● Exercise requirements:
Could you print every record below exactly as it appears?

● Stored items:

== Segment start ==

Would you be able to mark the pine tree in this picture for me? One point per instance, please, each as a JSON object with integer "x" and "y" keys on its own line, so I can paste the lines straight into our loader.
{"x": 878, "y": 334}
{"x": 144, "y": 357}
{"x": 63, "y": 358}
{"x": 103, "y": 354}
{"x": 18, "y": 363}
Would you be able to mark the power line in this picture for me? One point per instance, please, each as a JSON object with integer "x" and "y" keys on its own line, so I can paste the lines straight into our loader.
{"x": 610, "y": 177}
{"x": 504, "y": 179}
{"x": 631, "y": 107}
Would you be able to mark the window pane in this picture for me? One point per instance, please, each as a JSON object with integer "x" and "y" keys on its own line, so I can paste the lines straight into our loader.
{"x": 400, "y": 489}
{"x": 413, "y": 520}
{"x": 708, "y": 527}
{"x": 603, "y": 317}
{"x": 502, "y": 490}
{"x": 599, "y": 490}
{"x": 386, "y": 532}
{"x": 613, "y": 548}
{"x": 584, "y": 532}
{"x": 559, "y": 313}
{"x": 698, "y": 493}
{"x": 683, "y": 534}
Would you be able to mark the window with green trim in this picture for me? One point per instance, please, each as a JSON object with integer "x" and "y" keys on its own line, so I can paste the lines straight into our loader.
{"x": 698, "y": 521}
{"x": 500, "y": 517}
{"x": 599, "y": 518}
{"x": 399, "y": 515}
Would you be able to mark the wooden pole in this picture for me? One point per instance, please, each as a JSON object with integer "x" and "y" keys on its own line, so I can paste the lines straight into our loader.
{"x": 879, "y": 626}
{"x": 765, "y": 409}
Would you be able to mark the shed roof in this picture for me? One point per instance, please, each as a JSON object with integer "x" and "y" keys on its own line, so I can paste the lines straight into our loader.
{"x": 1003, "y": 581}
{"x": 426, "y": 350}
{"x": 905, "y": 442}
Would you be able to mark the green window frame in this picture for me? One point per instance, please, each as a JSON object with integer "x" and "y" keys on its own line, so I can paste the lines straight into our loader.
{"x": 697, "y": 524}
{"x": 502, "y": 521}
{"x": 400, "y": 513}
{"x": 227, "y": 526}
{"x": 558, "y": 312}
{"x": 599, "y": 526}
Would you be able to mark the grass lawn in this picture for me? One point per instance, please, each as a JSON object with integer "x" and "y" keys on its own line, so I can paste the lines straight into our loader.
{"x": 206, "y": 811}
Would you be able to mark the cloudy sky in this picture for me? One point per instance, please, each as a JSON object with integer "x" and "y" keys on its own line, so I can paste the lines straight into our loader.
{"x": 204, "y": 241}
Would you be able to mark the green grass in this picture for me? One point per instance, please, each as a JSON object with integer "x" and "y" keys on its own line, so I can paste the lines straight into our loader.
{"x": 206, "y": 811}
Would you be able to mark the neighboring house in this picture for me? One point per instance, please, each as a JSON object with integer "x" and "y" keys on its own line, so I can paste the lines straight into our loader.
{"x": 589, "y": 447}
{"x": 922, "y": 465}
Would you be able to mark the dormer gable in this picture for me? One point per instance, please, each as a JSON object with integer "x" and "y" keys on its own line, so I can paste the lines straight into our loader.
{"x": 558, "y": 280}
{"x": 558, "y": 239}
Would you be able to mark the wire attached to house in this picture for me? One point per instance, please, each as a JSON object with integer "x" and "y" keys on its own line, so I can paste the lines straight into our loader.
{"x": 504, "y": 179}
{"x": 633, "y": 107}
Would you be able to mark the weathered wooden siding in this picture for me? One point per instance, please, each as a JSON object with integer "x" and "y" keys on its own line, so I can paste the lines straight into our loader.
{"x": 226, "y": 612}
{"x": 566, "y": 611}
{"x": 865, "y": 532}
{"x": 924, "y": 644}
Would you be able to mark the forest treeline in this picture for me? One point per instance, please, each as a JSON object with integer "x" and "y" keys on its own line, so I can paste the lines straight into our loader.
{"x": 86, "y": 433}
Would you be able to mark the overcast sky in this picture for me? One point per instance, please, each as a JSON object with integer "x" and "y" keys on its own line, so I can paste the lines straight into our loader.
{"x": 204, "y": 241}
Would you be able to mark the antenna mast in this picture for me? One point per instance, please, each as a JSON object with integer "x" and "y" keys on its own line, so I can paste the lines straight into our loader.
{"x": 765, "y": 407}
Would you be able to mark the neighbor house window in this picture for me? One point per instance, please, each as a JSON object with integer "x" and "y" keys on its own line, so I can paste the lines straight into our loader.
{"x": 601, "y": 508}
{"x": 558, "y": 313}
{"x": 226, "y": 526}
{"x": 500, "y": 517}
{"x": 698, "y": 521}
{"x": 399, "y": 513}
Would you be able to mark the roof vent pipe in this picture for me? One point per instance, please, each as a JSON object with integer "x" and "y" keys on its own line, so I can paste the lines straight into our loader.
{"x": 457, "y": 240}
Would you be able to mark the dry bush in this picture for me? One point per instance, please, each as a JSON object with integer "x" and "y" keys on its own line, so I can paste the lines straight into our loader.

== Segment end ==

● Solution to this task:
Would you be able to mark the pine tree in this picture for me? One point per instance, please, each as a JSON object with integer "x" and "y" keys on its own line, so I can paste the lines straight into our loader.
{"x": 878, "y": 334}
{"x": 144, "y": 357}
{"x": 63, "y": 358}
{"x": 103, "y": 354}
{"x": 18, "y": 363}
Would you be able to mark the power line in this picture for me? One point per instance, please, each as a JSON object with integer "x" and "y" keys on its own line, so I can paste the lines straight into our loader.
{"x": 610, "y": 177}
{"x": 504, "y": 179}
{"x": 631, "y": 107}
Would you be able to mark the window pane in this picture for me? One point per instance, please, each as a JSON object with integer "x" and "y" keys on its own line, so I can paste the lines straight into our loader.
{"x": 400, "y": 489}
{"x": 413, "y": 520}
{"x": 708, "y": 527}
{"x": 603, "y": 317}
{"x": 502, "y": 490}
{"x": 599, "y": 490}
{"x": 386, "y": 532}
{"x": 613, "y": 548}
{"x": 584, "y": 532}
{"x": 559, "y": 313}
{"x": 698, "y": 493}
{"x": 683, "y": 534}
Would you be able to mark the window with green trim in this picture for me? One point per instance, please, each as a JSON object with integer "x" and "y" keys on its own line, so I can paste the lines straight into our loader.
{"x": 698, "y": 521}
{"x": 500, "y": 517}
{"x": 599, "y": 518}
{"x": 399, "y": 515}
Would you be able to mark the wooden pole in this picture for me? One point per instance, please, each as a JSON object with integer "x" and "y" keys on its own line, so I can paste the lines straight into our loader.
{"x": 879, "y": 626}
{"x": 765, "y": 409}
Would you be able to mark the shed roof in this picture for me? One point per instance, please, each as a JSON object with integer "x" and "y" keys on its own line, so I can paste the lines straight into our loader.
{"x": 1003, "y": 581}
{"x": 426, "y": 350}
{"x": 905, "y": 442}
Would you be able to mark the green window frame in this picture for me? One point per instance, please, each as a JSON object with integer "x" and "y" keys on its own line, so I can paste the lines straight into our loader.
{"x": 697, "y": 524}
{"x": 502, "y": 521}
{"x": 400, "y": 513}
{"x": 227, "y": 526}
{"x": 558, "y": 312}
{"x": 599, "y": 526}
Would you be able to mark the grass lawn in this picture for me? One point per instance, please, each as a JSON object with integer "x" and "y" keys on its own line, so I can paste the lines straight into our loader.
{"x": 206, "y": 811}
Would you be able to mark the cloudy sky in this picture for me? One point per instance, please, each as a JSON object with integer "x" and "y" keys on its own line, so I can paste the lines straight into our loader.
{"x": 204, "y": 241}
Would you be able to mark the green grass in this picture for me? One point per instance, please, each as a JSON object with integer "x" and "y" keys on its own line, so I can paste the lines straight into our loader.
{"x": 206, "y": 811}
Would you be able to mark the neighboring house in this picture for me? One point per instance, please, each as a JSON object with integer "x" and "y" keys on its own line, so I can paste the lines straight into our loader.
{"x": 589, "y": 447}
{"x": 922, "y": 465}
Would you be able to mark the dormer gable in this picture for me? One point per instance, please, each as a JSON object with integer "x" and "y" keys on its own line, so I can paste the lines straight into our loader.
{"x": 558, "y": 280}
{"x": 558, "y": 239}
Would you be able to mark the wire attached to house in this picture for me? One point per instance, please, each as a JSON object with integer "x" and "y" keys on its own line, so I can paste the lines straight into our loader.
{"x": 504, "y": 179}
{"x": 633, "y": 107}
Would you be able to mark the weathered wooden siding in this picture for me? One point per instance, please, each as a JSON object with integer "x" and "y" keys on its own line, so I can paste the lines straight into our loader.
{"x": 226, "y": 612}
{"x": 566, "y": 611}
{"x": 865, "y": 532}
{"x": 924, "y": 644}
Would you be able to mark the forest treeline in this picture for me? One point per instance, please, each as a JSON object with integer "x" and "y" keys on its own line, so I can paste the lines straight into our loader.
{"x": 86, "y": 433}
Would you be able to mark the overcast sky in this picture for me? One point per instance, please, each as a JSON object with integer "x" and "y" keys on its own line, so I can paste the lines straight into our loader.
{"x": 204, "y": 241}
Would you be able to mark the antenna mast in this picture for me? One point per instance, please, each as a JSON object with integer "x" and "y" keys on its own line, so I can paste the lines straight into our loader.
{"x": 765, "y": 407}
Would you be able to mark the neighbor house window in this picture for me? One point per instance, please, each as a JSON object with integer "x" and "y" keys on its own line, so I can paste the lines straight into our loader.
{"x": 601, "y": 508}
{"x": 558, "y": 313}
{"x": 226, "y": 526}
{"x": 500, "y": 517}
{"x": 698, "y": 521}
{"x": 399, "y": 513}
Would you be able to mark the roof vent pipe in this picture for me? One point per instance, please, each as a JSON object with integer "x" and "y" keys on its own line, so I can paste the lines straight into our loader.
{"x": 457, "y": 240}
Would you be able to mark the dry bush in this picture for me? One point per instance, please, each as a JSON object with integer "x" and "y" keys on its own line, so I can paste the lines straight into our loader.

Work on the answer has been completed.